As per assessment statement received from Range Supdt. I/c M/s. KIOCL, the duty assessed at Sr. No. 1 is portion of Basic Customs duty. In case of Sr. No. 2 and 3, the original invoices are not proper duty paying documents in terms of Rule 57G(2) and hence provision of Rule 57E will also not apply to such invoices.

ii. they have received the same inputs from said 100% EOU and availed the credit of entire duty paid overlooking purposely and wilfully the restrictive clause of the said Notification. The details are as under:

 ________________________________________________________________________
S.           Invoice No. & Dt.        R.G. 23A Part-II    Credit availed
No.                                   E. No. & Date            Rs.
________________________________________________________________________
1.                 12                 54 -22/04/96        49,24,719/-
              23/3/1996
________________________________________________________________________
 

iii. they have received the short quantity than shown in the documents i.e. invoice/AR1A, but instead of taking the proportionate credit of duty, they have availed full credit, the detail of which are as under:
 ________________________________________________________________________
S.           Invoice No. & Dt.        Qty. on which  Actual loaded qty. as
No.                                   duty has been  shown in in-
                                         paid        voice/ARIA
_________________________________________________________________________
1.                  12                58,000 M.T.       57,365 M.T.

* Information shown:
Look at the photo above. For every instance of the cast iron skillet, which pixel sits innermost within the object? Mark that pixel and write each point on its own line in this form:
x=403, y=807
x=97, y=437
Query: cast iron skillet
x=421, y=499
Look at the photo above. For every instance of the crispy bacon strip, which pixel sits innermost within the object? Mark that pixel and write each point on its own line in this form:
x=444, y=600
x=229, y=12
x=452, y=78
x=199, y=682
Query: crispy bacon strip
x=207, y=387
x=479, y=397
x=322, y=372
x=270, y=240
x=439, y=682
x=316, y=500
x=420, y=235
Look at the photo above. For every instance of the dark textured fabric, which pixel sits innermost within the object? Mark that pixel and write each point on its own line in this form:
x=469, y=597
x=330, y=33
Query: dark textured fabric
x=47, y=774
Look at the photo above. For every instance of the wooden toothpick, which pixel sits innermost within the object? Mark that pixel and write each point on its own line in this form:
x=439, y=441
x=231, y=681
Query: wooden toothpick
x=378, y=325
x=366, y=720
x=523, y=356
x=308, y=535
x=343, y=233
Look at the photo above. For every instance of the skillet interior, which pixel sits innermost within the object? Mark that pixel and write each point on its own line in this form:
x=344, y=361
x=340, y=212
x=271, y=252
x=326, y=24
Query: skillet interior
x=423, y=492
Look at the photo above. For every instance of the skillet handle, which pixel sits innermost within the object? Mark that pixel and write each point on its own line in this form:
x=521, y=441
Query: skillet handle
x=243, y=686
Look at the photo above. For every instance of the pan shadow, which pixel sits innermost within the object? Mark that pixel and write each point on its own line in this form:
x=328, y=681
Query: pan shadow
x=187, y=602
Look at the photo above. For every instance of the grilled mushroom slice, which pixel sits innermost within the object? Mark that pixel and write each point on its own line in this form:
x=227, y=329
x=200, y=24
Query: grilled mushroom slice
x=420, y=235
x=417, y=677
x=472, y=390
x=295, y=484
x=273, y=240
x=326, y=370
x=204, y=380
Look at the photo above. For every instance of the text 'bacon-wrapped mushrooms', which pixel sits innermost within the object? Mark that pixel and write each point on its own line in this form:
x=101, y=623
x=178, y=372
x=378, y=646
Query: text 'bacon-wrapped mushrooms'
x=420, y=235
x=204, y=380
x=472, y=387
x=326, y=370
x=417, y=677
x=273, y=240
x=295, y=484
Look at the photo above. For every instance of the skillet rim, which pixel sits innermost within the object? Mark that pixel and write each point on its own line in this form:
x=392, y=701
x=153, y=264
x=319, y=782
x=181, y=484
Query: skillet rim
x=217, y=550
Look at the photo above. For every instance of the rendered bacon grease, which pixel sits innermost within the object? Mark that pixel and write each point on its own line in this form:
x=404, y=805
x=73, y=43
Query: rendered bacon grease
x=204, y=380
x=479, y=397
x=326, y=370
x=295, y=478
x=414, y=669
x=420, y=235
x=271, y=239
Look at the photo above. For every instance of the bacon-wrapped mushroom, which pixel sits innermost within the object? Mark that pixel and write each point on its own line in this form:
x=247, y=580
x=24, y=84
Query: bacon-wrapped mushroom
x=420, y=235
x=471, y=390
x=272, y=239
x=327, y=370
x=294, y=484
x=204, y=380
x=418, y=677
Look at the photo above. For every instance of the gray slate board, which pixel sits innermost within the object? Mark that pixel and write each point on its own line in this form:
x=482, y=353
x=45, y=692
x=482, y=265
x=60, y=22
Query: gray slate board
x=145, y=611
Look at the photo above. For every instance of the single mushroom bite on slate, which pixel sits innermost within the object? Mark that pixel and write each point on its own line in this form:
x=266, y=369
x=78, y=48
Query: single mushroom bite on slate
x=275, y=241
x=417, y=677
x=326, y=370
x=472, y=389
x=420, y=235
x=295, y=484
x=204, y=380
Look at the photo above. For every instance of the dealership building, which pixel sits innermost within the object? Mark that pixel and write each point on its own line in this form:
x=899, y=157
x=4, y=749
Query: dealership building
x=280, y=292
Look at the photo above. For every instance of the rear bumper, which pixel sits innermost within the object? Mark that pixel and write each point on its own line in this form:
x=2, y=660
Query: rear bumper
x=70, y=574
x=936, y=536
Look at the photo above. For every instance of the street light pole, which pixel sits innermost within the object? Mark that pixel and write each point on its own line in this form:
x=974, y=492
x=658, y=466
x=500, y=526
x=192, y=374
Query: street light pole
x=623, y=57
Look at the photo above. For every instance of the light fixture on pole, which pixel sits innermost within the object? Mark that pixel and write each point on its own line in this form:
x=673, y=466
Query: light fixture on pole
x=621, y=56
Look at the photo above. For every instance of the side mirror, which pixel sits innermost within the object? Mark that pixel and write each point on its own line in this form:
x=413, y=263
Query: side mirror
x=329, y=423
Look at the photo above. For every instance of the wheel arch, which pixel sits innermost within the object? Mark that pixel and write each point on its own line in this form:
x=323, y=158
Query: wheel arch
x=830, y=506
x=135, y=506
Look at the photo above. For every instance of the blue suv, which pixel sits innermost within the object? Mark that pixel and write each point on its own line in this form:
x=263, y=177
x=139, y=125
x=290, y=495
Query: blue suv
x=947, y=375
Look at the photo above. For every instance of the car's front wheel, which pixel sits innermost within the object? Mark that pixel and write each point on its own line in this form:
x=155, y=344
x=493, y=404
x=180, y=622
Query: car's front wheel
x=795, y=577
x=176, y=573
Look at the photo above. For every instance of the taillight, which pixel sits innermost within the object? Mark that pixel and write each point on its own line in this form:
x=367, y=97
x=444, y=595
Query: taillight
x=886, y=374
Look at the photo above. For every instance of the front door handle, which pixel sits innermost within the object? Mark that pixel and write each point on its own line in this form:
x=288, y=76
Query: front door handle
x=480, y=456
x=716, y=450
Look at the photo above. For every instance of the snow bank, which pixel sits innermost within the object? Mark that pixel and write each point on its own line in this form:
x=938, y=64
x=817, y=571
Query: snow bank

* Work to do:
**1)** Answer these from the duty credit excerpt:
(a) Under which rule are the original invoices at Sr. No. 2 and 3 not proper duty paying documents?
(b) How much credit was availed on invoice No. 12?
(c) What actual loaded quantity is shown in the invoice/AR1A?
**2)** List the column headings of the first table in the duty credit excerpt.
**3)** Continue the duty credit excerpt from the point where it ends.
The records have no connection to the duty credit excerpt.

* Results for each task:
**1)**
(a) Rule 57G(2)
(b) Rs. 49,24,719/-
(c) 57,365 M.T.

**2)**
S. No.
Invoice No. & Dt.
R.G. 23A Part-II E. No. & Date
Credit availed Rs.

**3)**
              23/3/1996
_________________________________________________________________________
 

It is also more or less repetition of what has stated in the previous show cause notice. In the show cause notice dated 8th July, 1996 in paragraphs 4, 5, 6 it is stated as follows:
  

4. The assessee manufacture product called Hot Briquetted Iron (HBI) more commonly and popularly known as Sponge Iron. Inter alia, manufacture of such Sponge Iron requires use of Iron Ore Pellets, as an important raw material. The said Iron Ore Pellets are either indigenously manufactured or are also imported. The duty of excise on the manufacture of Pellets by a 100% E.O.U. and allowed to be sold in India is levied and collected under Section 3 of Central Excise and Salt Act, 1944. As per the first proviso to the said Section, such duty of excise shall be an amount equal to the aggregate of duties of Customs which would be leviable under Section 12 of the Customs Act, 1962, on like goods produced or manufactured outside India if imported into India. Further as a matter of further concessional benefits, the rate in operation on the sale of Iron Ore Pellets manufactured by E.O.U. and allowed to be sold in Domestic Tariff Area was 50% of the tariff rate on the import of such goods as far as basic customs duty as well as additional (Customs) duty (C.V.D.) was concerned in terms of Notification No. 2/95-CE dated 4.1.1995 (or earlier similar Notification). Thus according to concessional rate the assessee herein was entitled to take modvat credit to the extent of 50% of the Additional (Customs) duty leviable on the import of such product and which was actually paid by the manufacturer of Iron Ore Pellets as excise duty.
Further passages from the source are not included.